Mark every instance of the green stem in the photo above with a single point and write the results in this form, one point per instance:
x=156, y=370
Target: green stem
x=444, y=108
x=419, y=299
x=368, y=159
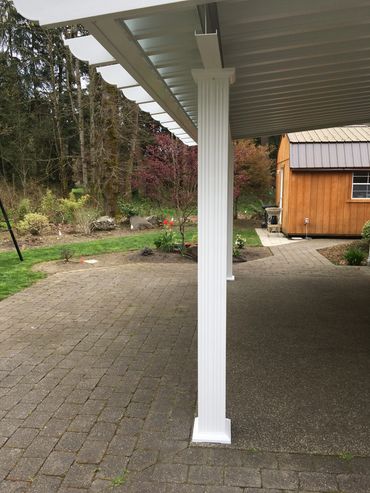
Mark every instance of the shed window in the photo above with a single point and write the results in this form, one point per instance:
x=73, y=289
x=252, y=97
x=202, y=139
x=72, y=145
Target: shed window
x=361, y=185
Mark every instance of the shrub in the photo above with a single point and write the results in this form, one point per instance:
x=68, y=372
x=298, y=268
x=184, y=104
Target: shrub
x=236, y=251
x=24, y=208
x=240, y=242
x=366, y=230
x=78, y=192
x=354, y=256
x=128, y=209
x=167, y=241
x=66, y=254
x=50, y=207
x=69, y=206
x=33, y=223
x=84, y=219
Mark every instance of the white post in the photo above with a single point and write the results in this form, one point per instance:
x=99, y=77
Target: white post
x=230, y=213
x=211, y=424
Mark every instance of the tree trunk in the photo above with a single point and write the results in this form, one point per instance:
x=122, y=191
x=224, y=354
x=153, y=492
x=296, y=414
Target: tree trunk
x=130, y=162
x=93, y=150
x=81, y=125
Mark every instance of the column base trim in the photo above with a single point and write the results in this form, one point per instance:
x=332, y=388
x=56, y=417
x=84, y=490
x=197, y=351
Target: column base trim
x=212, y=437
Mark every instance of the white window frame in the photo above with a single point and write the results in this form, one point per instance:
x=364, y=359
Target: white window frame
x=361, y=183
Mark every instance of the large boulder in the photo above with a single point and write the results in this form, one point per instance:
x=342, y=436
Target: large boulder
x=138, y=223
x=104, y=223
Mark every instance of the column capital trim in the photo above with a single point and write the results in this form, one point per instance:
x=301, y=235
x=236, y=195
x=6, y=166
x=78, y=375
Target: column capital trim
x=214, y=73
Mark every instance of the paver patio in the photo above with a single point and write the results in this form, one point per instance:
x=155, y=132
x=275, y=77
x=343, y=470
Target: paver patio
x=98, y=377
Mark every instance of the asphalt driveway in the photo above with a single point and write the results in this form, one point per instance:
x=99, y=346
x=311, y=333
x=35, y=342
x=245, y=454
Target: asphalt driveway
x=98, y=380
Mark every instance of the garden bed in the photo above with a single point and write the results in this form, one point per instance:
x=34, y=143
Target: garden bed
x=116, y=259
x=336, y=253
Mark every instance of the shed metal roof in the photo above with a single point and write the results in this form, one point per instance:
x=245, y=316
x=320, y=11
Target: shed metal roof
x=331, y=148
x=355, y=133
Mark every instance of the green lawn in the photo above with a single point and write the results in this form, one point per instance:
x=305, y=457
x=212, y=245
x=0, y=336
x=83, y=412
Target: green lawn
x=16, y=275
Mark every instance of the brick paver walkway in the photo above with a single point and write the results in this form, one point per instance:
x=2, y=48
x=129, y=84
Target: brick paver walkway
x=98, y=386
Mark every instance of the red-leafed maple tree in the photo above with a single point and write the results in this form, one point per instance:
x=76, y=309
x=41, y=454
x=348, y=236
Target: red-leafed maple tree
x=169, y=177
x=252, y=173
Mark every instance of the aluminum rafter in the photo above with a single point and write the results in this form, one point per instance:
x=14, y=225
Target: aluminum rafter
x=58, y=13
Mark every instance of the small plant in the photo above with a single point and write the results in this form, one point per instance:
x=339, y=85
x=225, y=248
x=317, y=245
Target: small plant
x=69, y=207
x=33, y=223
x=366, y=236
x=120, y=479
x=240, y=242
x=167, y=241
x=128, y=209
x=66, y=254
x=24, y=208
x=84, y=219
x=50, y=207
x=236, y=251
x=354, y=256
x=146, y=252
x=78, y=193
x=346, y=456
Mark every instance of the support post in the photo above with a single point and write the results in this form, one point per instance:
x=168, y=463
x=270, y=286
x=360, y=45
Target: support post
x=230, y=212
x=211, y=425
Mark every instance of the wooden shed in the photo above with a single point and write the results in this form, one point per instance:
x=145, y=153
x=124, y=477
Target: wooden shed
x=323, y=181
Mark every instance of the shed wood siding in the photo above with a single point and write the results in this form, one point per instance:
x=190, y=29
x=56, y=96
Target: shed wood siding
x=325, y=198
x=283, y=163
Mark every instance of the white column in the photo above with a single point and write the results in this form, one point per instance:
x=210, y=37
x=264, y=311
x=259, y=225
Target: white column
x=211, y=425
x=230, y=213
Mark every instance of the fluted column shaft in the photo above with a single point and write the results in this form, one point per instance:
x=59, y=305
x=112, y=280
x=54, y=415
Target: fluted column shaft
x=213, y=158
x=230, y=213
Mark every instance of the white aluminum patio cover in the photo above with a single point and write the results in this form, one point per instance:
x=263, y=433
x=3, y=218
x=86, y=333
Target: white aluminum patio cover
x=299, y=65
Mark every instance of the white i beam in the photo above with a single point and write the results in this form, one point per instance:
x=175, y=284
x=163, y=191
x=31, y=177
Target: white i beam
x=211, y=425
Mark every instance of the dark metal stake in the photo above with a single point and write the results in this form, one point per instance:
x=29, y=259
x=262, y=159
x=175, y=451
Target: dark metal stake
--- --- ---
Reproduce every one of the records above word for word, leaving out the pictures.

(Task solution):
Mark every instance of the green stem in the photo above with a single point and write the results in this form, one point per instance:
x=156, y=370
Target: green stem
x=444, y=108
x=419, y=299
x=368, y=159
Mark every instance of the shed window in the photo above with a single point and write the results in this form, one point per instance:
x=73, y=289
x=252, y=97
x=202, y=139
x=72, y=145
Target: shed window
x=361, y=185
Mark every instance of the shrub in the photo above with a single point and write the results in this form, one point per instance:
x=68, y=372
x=298, y=268
x=184, y=104
Target: shrub
x=236, y=251
x=24, y=208
x=240, y=242
x=366, y=230
x=78, y=192
x=354, y=256
x=128, y=209
x=167, y=241
x=66, y=254
x=50, y=207
x=69, y=206
x=33, y=223
x=84, y=219
Mark every instance of the white post in the photo above with a single point and write the results in this form, one point per instance:
x=99, y=77
Target: white post
x=230, y=213
x=211, y=424
Mark every instance of the tree trunk in the photo above with a single point and write the results in this form, one point per instance:
x=122, y=191
x=224, y=354
x=153, y=492
x=296, y=414
Target: tree trunk
x=130, y=162
x=93, y=150
x=81, y=125
Mark every instance of the column base trim in the photo above with a single point and write the results in this form, one point per instance:
x=332, y=388
x=56, y=417
x=84, y=490
x=197, y=351
Target: column base trim
x=212, y=437
Mark every instance of the white window frame in the photo above with a single point and write the results in this form, one point per instance:
x=364, y=359
Target: white window frame
x=361, y=183
Mark every instance of the large boulder in the photo above with a single point and write the results in this form, one point per instance:
x=342, y=436
Target: large boulder
x=138, y=223
x=104, y=223
Mark every instance of the column capital trim in the photo above with a single point and write the results in this form, one point per instance:
x=301, y=235
x=236, y=195
x=6, y=166
x=78, y=375
Target: column capital trim
x=214, y=73
Mark every instance of the paver patio in the photo above with a single point and write the results in this form, one point per instance:
x=155, y=132
x=275, y=77
x=343, y=470
Target: paver patio
x=98, y=377
Mark every instance of the asphalt driveway in the photo above with a single point and write the results in this form, one point per instance:
x=99, y=346
x=311, y=333
x=35, y=342
x=245, y=454
Target: asphalt driveway
x=98, y=380
Mark every instance of the garden bed in the photo above with a single point and write the results in this form, one point per instance:
x=34, y=143
Target: garden bed
x=116, y=259
x=336, y=253
Mark every instance of the shed metal roof in the photo above with a single point and write the results in this form, one point per instance:
x=245, y=316
x=320, y=11
Target: shed metal roof
x=331, y=148
x=355, y=133
Mark every instance of the green lawn in the photo above with a single point and write the results in this form, one point per instance:
x=305, y=457
x=212, y=245
x=0, y=336
x=83, y=412
Target: green lawn
x=16, y=275
Mark every instance of the brick paver walkway in the photo above with a single point and write the results in this form, one point per instance:
x=2, y=48
x=129, y=84
Target: brick paver walkway
x=98, y=386
Mark every instance of the red-leafed maple tree in the photo above with a single point and write the results in this form, one point per instance:
x=76, y=309
x=41, y=454
x=348, y=236
Target: red-leafed maple tree
x=169, y=177
x=252, y=173
Mark every instance of the aluminum rafter in the photo above with a single point and write the results in this form, one point per instance:
x=14, y=225
Target: aluminum rafter
x=58, y=13
Mark every instance of the small plant in the photo above with a single point and write the results in this form, one point per instance:
x=339, y=85
x=225, y=248
x=317, y=245
Target: small plant
x=69, y=207
x=33, y=223
x=366, y=236
x=120, y=479
x=240, y=242
x=167, y=241
x=128, y=209
x=66, y=254
x=24, y=208
x=84, y=219
x=50, y=207
x=236, y=251
x=354, y=256
x=146, y=252
x=78, y=193
x=346, y=456
Mark every instance of the support post in the photo above with a single point and write the results in this form, one point per instance:
x=168, y=463
x=270, y=286
x=360, y=45
Target: support post
x=230, y=212
x=211, y=425
Mark every instance of the wooden shed in the photo above with a single point and write the results in this form, one point per instance:
x=145, y=153
x=124, y=477
Target: wooden shed
x=323, y=181
Mark every instance of the shed wood siding in the photo above with a single point and write the results in this form, one point per instance:
x=190, y=29
x=56, y=96
Target: shed wood siding
x=325, y=198
x=283, y=163
Mark every instance of the white column in the photo above with a single point and write the results in this form, one point per instance:
x=210, y=37
x=264, y=311
x=259, y=225
Target: white column
x=211, y=425
x=230, y=213
Mark every instance of the fluted column shaft in the photo above with a single point and write the results in this form, one point per instance:
x=59, y=305
x=112, y=280
x=54, y=415
Target: fluted column shaft
x=213, y=158
x=230, y=213
Mark every instance of the white aluminum patio cover in the photo above with a single point and write the results in this form, one point per instance:
x=263, y=433
x=3, y=218
x=86, y=333
Target: white aluminum patio cover
x=299, y=65
Mark every instance of the white i beam in the photo above with a single point and write the results in this form, one point per instance:
x=175, y=284
x=163, y=191
x=31, y=177
Target: white i beam
x=211, y=425
Mark every instance of the dark metal stake in the photo above with a single point and write the results in this form, one point per instance:
x=29, y=259
x=262, y=159
x=175, y=451
Target: dark metal stake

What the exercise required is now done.